-- Problem statement --
Reproduce the complete set of records, exactly as they appear.

(Data entries)
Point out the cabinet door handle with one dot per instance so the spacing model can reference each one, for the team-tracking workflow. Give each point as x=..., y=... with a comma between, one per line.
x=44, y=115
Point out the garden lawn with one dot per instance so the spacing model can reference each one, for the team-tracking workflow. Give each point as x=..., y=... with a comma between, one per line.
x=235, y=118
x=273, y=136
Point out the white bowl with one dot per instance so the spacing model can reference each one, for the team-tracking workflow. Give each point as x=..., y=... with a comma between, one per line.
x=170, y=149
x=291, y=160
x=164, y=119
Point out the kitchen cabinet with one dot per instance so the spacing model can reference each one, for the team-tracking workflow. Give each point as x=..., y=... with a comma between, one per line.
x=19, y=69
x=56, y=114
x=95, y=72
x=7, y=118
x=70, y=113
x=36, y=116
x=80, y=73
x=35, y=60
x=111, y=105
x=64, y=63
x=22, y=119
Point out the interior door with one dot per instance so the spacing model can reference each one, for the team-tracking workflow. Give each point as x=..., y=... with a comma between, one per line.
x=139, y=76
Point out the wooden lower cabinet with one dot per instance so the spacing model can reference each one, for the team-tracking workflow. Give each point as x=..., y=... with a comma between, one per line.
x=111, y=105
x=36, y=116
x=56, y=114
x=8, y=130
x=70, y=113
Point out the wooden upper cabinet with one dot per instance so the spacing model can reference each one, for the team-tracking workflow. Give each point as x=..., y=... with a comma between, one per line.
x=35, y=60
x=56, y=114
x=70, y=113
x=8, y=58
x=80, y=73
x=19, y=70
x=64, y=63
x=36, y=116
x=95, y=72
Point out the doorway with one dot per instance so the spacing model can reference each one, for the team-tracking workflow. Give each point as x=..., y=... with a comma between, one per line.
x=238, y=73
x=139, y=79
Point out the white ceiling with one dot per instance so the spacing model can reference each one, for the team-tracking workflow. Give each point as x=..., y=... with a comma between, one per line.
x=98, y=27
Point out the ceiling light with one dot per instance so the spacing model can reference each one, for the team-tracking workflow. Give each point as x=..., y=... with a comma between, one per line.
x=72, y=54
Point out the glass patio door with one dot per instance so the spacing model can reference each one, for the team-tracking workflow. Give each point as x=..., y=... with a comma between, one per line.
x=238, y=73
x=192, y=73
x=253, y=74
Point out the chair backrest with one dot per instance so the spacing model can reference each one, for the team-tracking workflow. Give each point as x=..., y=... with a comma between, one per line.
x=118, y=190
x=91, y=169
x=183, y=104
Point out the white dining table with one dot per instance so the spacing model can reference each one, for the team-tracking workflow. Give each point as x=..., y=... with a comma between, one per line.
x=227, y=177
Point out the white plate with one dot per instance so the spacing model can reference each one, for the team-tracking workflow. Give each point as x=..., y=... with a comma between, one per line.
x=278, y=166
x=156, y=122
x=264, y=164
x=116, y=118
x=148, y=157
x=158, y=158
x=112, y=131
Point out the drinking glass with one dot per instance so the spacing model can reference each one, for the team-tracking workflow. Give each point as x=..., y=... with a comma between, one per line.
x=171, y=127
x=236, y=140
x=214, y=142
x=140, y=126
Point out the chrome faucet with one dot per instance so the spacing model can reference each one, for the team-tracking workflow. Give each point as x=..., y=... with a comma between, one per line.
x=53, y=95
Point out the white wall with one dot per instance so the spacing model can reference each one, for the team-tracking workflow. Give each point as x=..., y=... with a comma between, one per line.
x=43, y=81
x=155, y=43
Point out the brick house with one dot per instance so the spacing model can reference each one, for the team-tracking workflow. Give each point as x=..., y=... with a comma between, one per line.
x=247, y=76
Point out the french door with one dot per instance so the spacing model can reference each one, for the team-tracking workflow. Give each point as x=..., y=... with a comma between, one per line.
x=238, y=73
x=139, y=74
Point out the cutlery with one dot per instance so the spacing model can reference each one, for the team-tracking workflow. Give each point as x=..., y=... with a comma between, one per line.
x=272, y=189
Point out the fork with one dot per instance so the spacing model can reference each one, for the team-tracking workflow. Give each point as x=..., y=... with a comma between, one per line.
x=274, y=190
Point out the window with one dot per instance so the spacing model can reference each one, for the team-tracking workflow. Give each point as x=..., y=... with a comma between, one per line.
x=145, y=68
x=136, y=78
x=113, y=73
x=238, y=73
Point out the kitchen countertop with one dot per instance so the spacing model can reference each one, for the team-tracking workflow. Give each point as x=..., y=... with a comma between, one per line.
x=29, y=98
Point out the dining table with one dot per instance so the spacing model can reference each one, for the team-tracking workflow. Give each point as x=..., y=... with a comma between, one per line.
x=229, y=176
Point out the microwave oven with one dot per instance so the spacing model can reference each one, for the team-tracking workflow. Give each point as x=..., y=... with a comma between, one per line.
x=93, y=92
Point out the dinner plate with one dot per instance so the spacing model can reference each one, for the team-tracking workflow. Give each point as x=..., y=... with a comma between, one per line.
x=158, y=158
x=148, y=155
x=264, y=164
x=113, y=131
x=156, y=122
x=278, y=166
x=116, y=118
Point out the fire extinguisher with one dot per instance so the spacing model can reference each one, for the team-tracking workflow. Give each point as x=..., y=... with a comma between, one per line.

-- Answer to this task --
Point out the cabinet door handle with one dot per instance so the spacing model can reference each one, for the team-tracking workflow. Give each point as x=..., y=... with a comma between, one per line.
x=44, y=115
Point out the garden lawn with one dot per instance so the spacing model can reference each one, for the team-tracking workflow. Give each point as x=..., y=... with a comma between, one per line.
x=235, y=118
x=273, y=136
Point out the white bowl with one dot per instance so the spacing model can reference each one, for the team-tracking workflow. Give each point as x=..., y=... with a comma between, one per line.
x=170, y=149
x=291, y=160
x=164, y=119
Point out the kitchen cabinet with one dot per instance so the spacing model can reference each one, for the team-tracking workflow. Give each point as x=..., y=... with a comma between, one per line.
x=19, y=69
x=56, y=114
x=95, y=72
x=7, y=118
x=70, y=113
x=36, y=116
x=80, y=73
x=35, y=60
x=111, y=105
x=64, y=63
x=22, y=119
Point out the interior door with one dot per instance so the spacing model can reference each one, for the team-tracking workflow. Give each point as x=..., y=... with a comma between, one per line.
x=139, y=76
Point out the wooden lower cabinet with one dot per instance so the spacing model can reference each one, for the team-tracking workflow. Give each point as x=..., y=... with a comma between, one per line.
x=111, y=105
x=36, y=116
x=56, y=114
x=8, y=130
x=70, y=113
Point out the wooden upper cabinet with one dot per instance so the spacing model can reference each one, for the team-tracking workflow. Give each point as x=..., y=... with a comma between, one per line.
x=35, y=60
x=56, y=114
x=70, y=113
x=8, y=58
x=80, y=73
x=19, y=70
x=64, y=63
x=36, y=116
x=95, y=72
Point out the doorway with one dot per instance so the spacing model can reference each one, for the team-tracking workflow. Give each point as x=..., y=... with a comma between, one per line.
x=238, y=73
x=139, y=79
Point out the white ceiling with one dot per instance so the spacing model can reference each one, for the team-tracking workflow. Give each point as x=..., y=... with a comma between, one per line.
x=98, y=27
Point out the ceiling light with one dot per instance so the spacing model can reference each one, for the team-tracking workflow. Give each point as x=..., y=... with a comma between, one per line.
x=72, y=54
Point out the glass patio door with one dot per instance so the spacing model can reference each one, for the team-tracking workflow. Give each point as x=..., y=... with a comma between, one per line.
x=238, y=73
x=192, y=73
x=253, y=74
Point out the chair backrest with one dot per instance so the spacing model can reference each one, for the team-tracking workflow. Give each point as x=..., y=... with a comma between, one per line.
x=118, y=190
x=91, y=169
x=183, y=104
Point out the white dining table with one dot per instance so the spacing model can reference each one, for the team-tracking workflow. Give each point as x=..., y=... with a comma between, one per line.
x=227, y=177
Point out the white plate with one dot per instance so the spacing model can reference each one, for the team-tracking workflow. Give each point as x=..., y=... with a comma between, one per line.
x=278, y=166
x=156, y=122
x=264, y=164
x=116, y=118
x=148, y=157
x=158, y=158
x=112, y=131
Point out the drinking glass with one dot per instance so the spacing model can reference each one, for the team-tracking workflow. Give each point as x=..., y=... with a comma between, one per line.
x=171, y=127
x=236, y=140
x=214, y=142
x=140, y=126
Point out the chrome faucet with one dot per instance so the spacing model can reference each one, for the team-tracking workflow. Give each point as x=..., y=... with a comma between, one per line.
x=53, y=95
Point out the white wall with one dot per instance so the spacing model can reference each one, for the team-tracking workflow. Give each point as x=..., y=... with a comma between, one per line.
x=43, y=81
x=155, y=43
Point out the brick house with one dot per instance so the spacing model can reference each one, for the team-tracking workflow. Give each point as x=..., y=... with a comma between, one per line.
x=247, y=76
Point out the french door with one dot per instance so the spacing model can reference each one, for the team-tracking workflow. Give each point as x=..., y=... with a comma between, one per line.
x=238, y=73
x=139, y=74
Point out the cutlery with one dot per instance so the spacing model can reference each one, for the team-tracking workflow. Give each point as x=..., y=... with a comma between, one per line.
x=272, y=189
Point out the fork with one dot per instance so the spacing model can reference each one, for the team-tracking workflow. Give each point as x=..., y=... with a comma between, one per line.
x=274, y=190
Point out the window with one dot per instance so the spacing model can reference each one, for the team-tracking workflow. Give each point as x=..., y=... with a comma between, one per line.
x=145, y=68
x=136, y=78
x=113, y=73
x=238, y=73
Point out the kitchen countertop with one dot per instance so the spacing model can reference each one, for the team-tracking workflow. Give each point as x=..., y=... with a comma between, one per line.
x=29, y=98
Point out the dining table with one dot per instance so the spacing model can reference each one, for the team-tracking workflow. Give each point as x=..., y=... with a comma between, one per line.
x=229, y=176
Point out the microwave oven with one dot per instance so the spacing model can reference each one, for the team-tracking workflow. Give each point as x=..., y=... with a comma between, one per line.
x=93, y=92
Point out the dinner plate with one dot per instance so the spacing model can reference each one, for the team-tracking workflow. Give each point as x=..., y=... with a comma between, one per line.
x=158, y=158
x=148, y=155
x=264, y=164
x=113, y=131
x=156, y=122
x=278, y=166
x=116, y=118
Point out the fire extinguisher with one dot per instance so the spacing model can reference each one, for the team-tracking workflow. Give each point as x=..., y=... with a comma between, one per line.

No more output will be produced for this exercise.